### THE PROBLEM
Carry on the article about gun violence as a public health crisis, starting after its last sentence.

### PAGE EXTRACT
■ ■ ■ ■ ■ ■ ■

As COVID-19 slowly retreats, another kind of public health pandemic is re-emerging, healthcare experts say.
The murders of 19 children in Uvalde, Texas, last week and 10 elderly patrons of Tops Friendly Market in Buffalo, N.Y., two weeks ago once again has shone a grim spotlight on what medical professionals call the ongoing public health crisis of gun violence across the U.S.
As debate rises again about gun policies, hospitals and healthcare researchers are racing to understand and enact more effective programs and measures in hopes of stopping the bloodshed.
Those include identifying and addressing mental health warning signs as early as possible and teaching young people to recognize and regulate their emotions.
Deaths from gunshot wounds are up more than 20 percent in the past five years, and preliminary reports suggest homicides and suicides by guns rose 10 percent throughout 2020. More than 100 people died by firearms each day that year. And guns are now the leading cause of death for children in the United States.

■ ■ ■ ■ ■ ■ ■

### PROVIDED MATERIAL
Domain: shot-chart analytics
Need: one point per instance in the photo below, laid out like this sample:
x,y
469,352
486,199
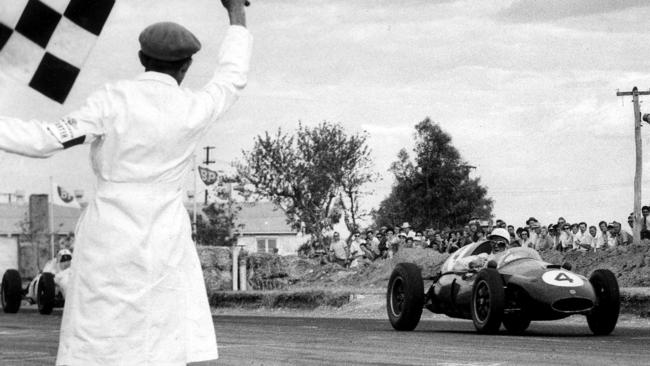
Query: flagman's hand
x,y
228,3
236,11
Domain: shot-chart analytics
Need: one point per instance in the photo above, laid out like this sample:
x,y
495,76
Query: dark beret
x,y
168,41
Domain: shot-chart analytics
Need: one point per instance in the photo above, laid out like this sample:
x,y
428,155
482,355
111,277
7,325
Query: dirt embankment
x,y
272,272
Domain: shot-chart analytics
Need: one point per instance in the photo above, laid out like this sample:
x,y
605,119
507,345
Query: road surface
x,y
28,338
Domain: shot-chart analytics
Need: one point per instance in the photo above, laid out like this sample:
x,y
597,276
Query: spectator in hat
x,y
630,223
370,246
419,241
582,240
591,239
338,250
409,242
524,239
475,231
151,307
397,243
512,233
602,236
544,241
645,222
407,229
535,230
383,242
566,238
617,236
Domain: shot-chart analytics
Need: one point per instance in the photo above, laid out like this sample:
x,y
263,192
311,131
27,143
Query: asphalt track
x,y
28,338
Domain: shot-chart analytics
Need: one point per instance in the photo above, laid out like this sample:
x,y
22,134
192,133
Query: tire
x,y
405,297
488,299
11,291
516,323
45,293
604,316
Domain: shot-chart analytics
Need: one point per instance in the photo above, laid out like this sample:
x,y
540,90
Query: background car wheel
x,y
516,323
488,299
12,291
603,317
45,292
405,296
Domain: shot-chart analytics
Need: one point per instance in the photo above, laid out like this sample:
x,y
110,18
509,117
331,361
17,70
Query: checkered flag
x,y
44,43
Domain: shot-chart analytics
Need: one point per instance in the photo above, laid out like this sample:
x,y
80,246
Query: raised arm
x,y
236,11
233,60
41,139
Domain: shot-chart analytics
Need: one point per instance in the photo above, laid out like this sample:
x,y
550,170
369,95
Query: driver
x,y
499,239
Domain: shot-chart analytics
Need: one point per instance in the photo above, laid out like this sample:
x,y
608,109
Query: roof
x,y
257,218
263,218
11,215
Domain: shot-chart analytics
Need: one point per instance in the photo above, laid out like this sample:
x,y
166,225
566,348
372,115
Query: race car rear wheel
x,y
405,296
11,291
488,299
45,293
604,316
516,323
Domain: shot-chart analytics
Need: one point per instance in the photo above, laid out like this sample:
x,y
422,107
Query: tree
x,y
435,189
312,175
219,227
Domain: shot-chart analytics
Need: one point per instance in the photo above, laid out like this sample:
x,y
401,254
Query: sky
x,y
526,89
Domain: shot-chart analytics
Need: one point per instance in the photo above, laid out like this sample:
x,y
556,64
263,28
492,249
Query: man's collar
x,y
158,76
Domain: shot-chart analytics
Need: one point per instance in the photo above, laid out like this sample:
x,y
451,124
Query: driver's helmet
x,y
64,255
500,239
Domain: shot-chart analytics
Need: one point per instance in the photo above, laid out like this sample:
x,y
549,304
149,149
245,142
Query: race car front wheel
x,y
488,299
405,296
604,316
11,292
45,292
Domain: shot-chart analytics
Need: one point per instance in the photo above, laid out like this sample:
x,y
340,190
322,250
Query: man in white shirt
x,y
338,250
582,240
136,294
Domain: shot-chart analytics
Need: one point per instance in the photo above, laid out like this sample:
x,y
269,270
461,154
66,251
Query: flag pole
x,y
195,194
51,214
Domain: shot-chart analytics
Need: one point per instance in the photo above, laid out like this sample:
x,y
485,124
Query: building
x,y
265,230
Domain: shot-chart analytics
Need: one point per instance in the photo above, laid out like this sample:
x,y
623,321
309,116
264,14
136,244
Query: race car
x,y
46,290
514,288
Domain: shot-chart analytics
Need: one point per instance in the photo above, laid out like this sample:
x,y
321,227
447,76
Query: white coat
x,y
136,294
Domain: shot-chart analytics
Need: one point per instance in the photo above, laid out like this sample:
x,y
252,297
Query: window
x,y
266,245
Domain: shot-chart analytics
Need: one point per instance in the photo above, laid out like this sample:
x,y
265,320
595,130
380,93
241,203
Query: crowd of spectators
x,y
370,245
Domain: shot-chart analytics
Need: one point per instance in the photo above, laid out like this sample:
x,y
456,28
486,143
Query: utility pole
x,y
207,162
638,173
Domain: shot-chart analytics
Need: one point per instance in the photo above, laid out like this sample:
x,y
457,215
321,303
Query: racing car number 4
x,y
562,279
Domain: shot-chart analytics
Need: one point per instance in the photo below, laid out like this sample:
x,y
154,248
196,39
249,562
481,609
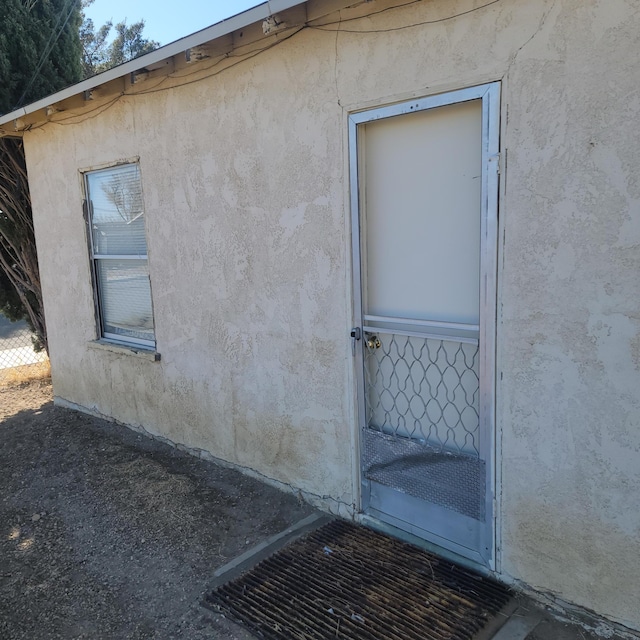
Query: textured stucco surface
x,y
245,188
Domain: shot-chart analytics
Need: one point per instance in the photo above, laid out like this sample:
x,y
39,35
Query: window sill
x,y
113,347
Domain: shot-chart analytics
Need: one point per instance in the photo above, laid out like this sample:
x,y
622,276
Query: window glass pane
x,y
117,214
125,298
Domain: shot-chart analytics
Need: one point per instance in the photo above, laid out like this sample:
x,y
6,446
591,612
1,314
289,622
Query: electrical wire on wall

■ ■ ■ ■ ■ ■ ■

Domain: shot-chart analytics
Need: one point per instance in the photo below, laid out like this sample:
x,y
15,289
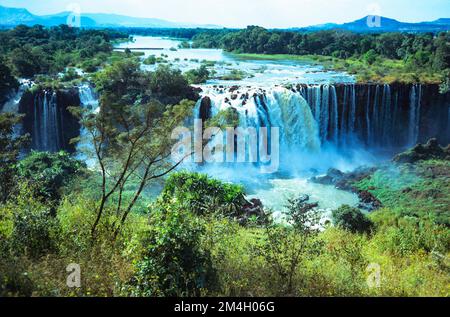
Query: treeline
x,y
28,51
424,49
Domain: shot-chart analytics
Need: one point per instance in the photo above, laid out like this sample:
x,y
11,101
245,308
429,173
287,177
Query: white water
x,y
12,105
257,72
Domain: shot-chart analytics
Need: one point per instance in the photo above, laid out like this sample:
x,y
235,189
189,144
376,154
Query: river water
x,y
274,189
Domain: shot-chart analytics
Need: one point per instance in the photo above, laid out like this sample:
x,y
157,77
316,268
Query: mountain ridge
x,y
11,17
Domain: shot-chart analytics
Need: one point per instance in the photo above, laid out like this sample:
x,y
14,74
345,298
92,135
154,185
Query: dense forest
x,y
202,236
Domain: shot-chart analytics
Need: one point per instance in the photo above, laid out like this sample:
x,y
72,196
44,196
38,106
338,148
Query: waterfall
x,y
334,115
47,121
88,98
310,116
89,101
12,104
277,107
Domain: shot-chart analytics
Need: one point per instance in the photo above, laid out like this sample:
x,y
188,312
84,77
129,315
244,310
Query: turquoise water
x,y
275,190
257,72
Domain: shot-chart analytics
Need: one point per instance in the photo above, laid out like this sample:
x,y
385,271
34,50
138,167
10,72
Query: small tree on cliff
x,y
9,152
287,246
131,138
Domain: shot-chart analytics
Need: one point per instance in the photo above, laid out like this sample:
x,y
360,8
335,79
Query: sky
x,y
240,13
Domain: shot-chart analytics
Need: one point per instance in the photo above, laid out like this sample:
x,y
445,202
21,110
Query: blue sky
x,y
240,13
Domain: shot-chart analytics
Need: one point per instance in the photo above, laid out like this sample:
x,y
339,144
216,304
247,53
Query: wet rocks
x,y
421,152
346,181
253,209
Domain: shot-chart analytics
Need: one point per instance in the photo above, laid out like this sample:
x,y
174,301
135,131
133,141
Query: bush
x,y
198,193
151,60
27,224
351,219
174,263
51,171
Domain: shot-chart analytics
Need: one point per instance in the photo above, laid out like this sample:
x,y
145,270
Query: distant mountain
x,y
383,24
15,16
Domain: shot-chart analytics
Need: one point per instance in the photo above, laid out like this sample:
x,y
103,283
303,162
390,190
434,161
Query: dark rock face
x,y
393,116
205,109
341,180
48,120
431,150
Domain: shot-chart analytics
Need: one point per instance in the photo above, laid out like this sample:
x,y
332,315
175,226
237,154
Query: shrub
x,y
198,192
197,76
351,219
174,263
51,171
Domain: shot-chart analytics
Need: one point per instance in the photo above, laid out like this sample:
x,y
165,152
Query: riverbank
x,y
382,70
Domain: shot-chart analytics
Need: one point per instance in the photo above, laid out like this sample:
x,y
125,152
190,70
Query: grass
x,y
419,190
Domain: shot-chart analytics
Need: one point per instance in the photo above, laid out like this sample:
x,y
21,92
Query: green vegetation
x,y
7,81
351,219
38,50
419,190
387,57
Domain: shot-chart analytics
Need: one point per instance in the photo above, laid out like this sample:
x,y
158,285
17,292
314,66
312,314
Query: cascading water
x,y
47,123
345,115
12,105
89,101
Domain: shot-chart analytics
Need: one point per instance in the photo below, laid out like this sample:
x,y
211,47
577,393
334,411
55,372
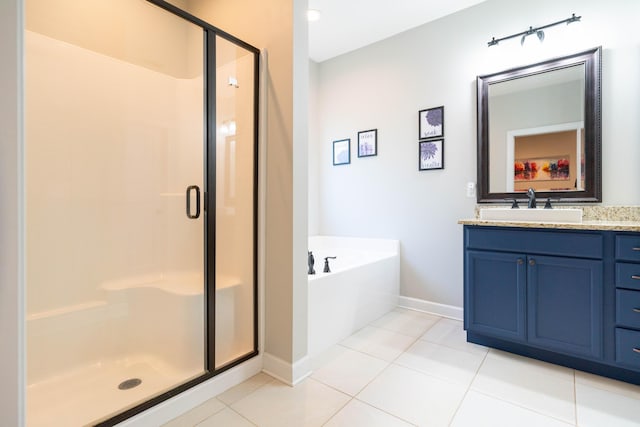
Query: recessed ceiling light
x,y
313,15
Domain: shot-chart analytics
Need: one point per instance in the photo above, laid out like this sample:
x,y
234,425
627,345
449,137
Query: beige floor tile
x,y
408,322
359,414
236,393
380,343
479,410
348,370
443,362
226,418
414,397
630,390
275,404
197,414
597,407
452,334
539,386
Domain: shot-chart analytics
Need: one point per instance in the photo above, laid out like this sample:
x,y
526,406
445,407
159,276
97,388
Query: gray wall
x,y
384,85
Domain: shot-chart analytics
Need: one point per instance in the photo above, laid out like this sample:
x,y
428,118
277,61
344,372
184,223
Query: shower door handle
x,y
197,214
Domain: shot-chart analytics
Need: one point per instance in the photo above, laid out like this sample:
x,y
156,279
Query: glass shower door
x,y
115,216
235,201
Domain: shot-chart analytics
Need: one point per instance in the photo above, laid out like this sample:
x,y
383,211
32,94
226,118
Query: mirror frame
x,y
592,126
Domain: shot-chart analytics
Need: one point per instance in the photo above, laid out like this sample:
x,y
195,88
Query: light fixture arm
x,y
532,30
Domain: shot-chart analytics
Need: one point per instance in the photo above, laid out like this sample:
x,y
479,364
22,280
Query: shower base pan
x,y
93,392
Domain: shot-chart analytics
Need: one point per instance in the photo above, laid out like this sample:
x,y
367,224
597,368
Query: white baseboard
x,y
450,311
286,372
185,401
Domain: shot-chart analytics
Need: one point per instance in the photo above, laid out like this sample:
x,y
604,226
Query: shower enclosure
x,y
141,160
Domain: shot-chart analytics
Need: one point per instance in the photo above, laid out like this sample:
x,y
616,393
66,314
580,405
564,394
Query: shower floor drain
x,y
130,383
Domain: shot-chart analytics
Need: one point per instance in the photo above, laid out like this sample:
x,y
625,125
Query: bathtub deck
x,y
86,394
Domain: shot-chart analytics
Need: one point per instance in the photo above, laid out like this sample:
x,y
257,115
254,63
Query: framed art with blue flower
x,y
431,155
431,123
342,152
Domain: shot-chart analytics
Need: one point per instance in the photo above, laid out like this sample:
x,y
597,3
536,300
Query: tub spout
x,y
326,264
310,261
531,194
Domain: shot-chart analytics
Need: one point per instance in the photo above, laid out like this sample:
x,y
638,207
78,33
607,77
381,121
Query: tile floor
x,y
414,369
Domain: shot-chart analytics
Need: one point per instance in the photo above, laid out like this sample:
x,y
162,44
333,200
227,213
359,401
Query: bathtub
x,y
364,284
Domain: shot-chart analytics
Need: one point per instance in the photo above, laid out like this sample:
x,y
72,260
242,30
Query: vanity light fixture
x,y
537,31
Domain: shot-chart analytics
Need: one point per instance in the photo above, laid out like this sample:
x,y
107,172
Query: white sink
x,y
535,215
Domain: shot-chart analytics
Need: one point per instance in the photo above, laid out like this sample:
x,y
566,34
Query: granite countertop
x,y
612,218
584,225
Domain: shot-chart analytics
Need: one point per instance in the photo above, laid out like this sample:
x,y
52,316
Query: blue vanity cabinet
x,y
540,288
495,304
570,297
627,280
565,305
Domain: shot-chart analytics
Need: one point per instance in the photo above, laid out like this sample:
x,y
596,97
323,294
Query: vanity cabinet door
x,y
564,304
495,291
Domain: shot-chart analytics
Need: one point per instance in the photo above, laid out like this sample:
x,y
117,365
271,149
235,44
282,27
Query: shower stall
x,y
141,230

■ ■ ■ ■ ■ ■ ■

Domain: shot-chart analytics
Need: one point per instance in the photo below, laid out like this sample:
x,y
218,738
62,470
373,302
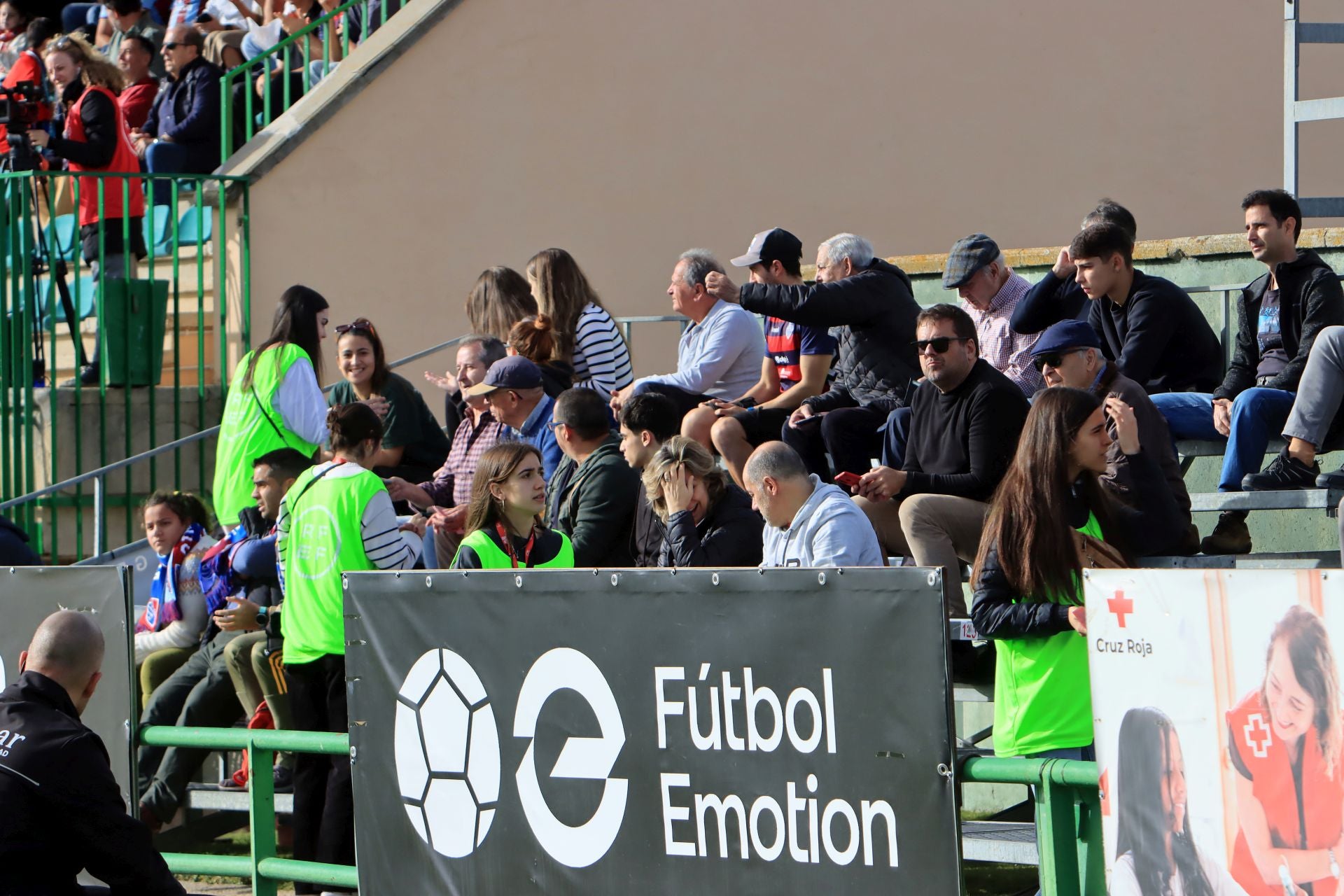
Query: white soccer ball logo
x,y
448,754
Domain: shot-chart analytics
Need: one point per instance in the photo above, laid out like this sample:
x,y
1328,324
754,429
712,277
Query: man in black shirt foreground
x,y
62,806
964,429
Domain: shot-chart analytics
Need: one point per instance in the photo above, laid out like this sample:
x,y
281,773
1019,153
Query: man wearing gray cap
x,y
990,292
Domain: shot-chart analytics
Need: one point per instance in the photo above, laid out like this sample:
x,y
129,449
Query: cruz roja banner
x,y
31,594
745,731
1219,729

■ ■ ■ ■ ■ ■ ■

### RESPONSE TO THE EXERCISE
"We have to be more intentional about recognizing firearm violence as a public health crisis," said Justin Heinze, an assistant professor of health behavior and health education at the University of Michigan and co-principal investigator at the National Center for School Safety. "We have to analyze the touch points for the youth who are engaging in this behavior, those who are 12 to 25, and find ways to treat the risk."
Heinze said firearm violence prevention measures exist, but they are not coordinated. A 1996 federal law known as the Dickey Amendment has banned the use of government funds for gun control advocacy, which made research grants on public health and firearms dry up, though $25 million for injury prevention was appropriated in 2020.
Intervention efforts include those that occur in the emergency department when a victim of gun violence is admitted or during depression screening at primary care physician offices.
"We start a lot of these conversations with physicians and parents, but there's not a lot of cross-coordination," Heinze said. "Wouldn't it be great if hospitals could interact and warn counselors? We think there is opportunity for information sharing to have these conversations at a more community-wide level."
There are effective gun violence prevention measures in place across the U.S, including the Advance Peace program in Stockton, Calif., and the national Lock2Live program.
Advance Peace uses outreach to educate and counsel individuals at high risk for gun violence in their neighborhood and mediate conflict. Lock2Live use emergency-room doctors to educate suicide patients on safe gun storage to mitigate suicide attempts.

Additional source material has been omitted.